§ **Goal 1**
Reproduce verbatim everything in the steam trap explainer from "Steam traps are just" down to "steam trap used.".

§ **Excerpt**
* Start *

A steam trap is a device that removes condensate and incondensable gas from a facility’s steam system, without leaking steam. It’s an automatic valve that opens, closes, and regulates autonomously.
Steam traps are just one component of a facility’s larger steam system. A full steam system will have many steam traps. They are usually placed at these locations:
- Every 50-150 feet of straight pipe
- After every heat exchanger
- At every place where there’s an elevation or pressure change
How Does a Steam Trap Work?
Generally speaking, steam traps work by keeping steam in the system’s “steam loop” while extracting air and condensate and redirecting it to the “condensate loop.” The condensate loop then feeds into a tank where the substance is either processed and returned to the boiler or cooled and disposed of as waste.
While this is the general process, it can vary depending on the type of steam trap used.
3 Main Types of Steam Traps
There are three main categories that different types of steam traps fall under: mechanical, thermodynamic, and thermostatic.
1. Mechanical Steam Traps
Mechanical steam traps include ball float steam traps, lever float steam traps, and inverted bucket steam traps. They function by using the difference in density between steam and condensate. For this reason, they’re also commonly called “density traps.”
2. Thermodynamic Steam Traps
Thermodynamic steam traps include disc steam traps, impulse steam traps, and labyrinth steam traps. They operate by using changes in kinetic energy between high-velocity steam (gas) and slower-moving condensate (liquid).
3. Thermostatic Steam Traps
Thermostatic steam traps include bi-metal steam traps, balanced pressure steam traps, and expansion thermostatic steam traps. They function by using the difference in temperature between condensate close to steam temperature and sub-cooled condensate.
Each of these steam trap types is ideally suited for certain applications. There are no “right” or “wrong” choices here — just choices that are better or worse for your specific use. It’s best to talk to a steam system specialist to determine which type would work best for your facility.
Why Are Steam Traps Necessary?
Steam traps are a critical part of any facility’s steam system. Without them, condensate and incondensable gasses couldn’t be released from the system safely — causing the system to lose efficiency and the facility to waste money on added energy costs. Here’s why.
Steam transfers heat much better than liquid condensate, so there’s no need for that condensate to be in the system. If condensate stays in the system, then more energy is needed for it to function. Plus, the condensate cools down the steam, so if they’re both in the system, it’s a waste of energy to reheat the steam that was already hot enough.
Therefore, steam traps are necessary to get that condensate out and keep the steam in.
The Importance of Steam Trap Inspection & Maintenance
Installing steam traps is the first step to steam system success. The second step is inspecting and maintaining them regularly. Like any mechanical device, steam traps risk experiencing everyday wear and tear. Since a facility’s steam system affects its overall energy usage, it’s important to ensure all traps are functioning properly at all times.

* End *

§ **Records to process**

* Start *

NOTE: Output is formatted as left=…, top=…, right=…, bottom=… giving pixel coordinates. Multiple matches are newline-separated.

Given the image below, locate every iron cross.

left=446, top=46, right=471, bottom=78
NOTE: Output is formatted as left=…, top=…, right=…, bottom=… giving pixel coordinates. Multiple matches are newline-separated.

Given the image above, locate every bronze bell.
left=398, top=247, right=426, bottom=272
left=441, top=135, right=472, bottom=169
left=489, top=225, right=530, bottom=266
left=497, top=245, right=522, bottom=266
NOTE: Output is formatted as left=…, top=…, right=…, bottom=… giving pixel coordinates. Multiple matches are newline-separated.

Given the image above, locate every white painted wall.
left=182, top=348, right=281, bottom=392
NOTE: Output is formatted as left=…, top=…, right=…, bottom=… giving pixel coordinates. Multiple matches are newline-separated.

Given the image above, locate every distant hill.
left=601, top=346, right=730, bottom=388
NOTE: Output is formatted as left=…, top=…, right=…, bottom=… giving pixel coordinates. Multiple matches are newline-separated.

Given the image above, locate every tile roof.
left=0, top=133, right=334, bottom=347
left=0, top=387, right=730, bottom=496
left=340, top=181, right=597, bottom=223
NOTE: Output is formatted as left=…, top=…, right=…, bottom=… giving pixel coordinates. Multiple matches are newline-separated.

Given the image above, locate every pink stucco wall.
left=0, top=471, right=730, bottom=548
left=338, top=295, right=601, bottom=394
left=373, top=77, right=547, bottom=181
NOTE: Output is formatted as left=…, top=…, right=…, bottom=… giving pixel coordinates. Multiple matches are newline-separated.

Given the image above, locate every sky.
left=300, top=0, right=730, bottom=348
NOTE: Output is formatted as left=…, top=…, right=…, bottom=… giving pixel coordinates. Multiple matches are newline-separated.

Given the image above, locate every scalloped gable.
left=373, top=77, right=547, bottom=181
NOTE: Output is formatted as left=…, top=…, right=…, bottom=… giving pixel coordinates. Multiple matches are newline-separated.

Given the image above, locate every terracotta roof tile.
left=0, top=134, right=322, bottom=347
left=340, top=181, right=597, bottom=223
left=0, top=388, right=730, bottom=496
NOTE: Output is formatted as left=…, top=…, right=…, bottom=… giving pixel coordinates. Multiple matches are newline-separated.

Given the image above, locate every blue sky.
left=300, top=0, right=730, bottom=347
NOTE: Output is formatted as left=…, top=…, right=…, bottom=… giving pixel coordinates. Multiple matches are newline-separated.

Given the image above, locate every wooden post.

* End *

§ **Goal 2**
Take everything from the first line of the entries down to the line containing "left=446, top=46, right=471, bottom=78", and switch "iron cross" to "wrought-iron cross". Output only those lines, with everything else unchanged.

§ **Result 1**
Steam traps are just one component of a facility’s larger steam system. A full steam system will have many steam traps. They are usually placed at these locations:
- Every 50-150 feet of straight pipe
- After every heat exchanger
- At every place where there’s an elevation or pressure change
How Does a Steam Trap Work?
Generally speaking, steam traps work by keeping steam in the system’s “steam loop” while extracting air and condensate and redirecting it to the “condensate loop.” The condensate loop then feeds into a tank where the substance is either processed and returned to the boiler or cooled and disposed of as waste.
While this is the general process, it can vary depending on the type of steam trap used.

§ **Result 2**
NOTE: Output is formatted as left=…, top=…, right=…, bottom=… giving pixel coordinates. Multiple matches are newline-separated.

Given the image below, locate every wrought-iron cross.

left=446, top=46, right=471, bottom=78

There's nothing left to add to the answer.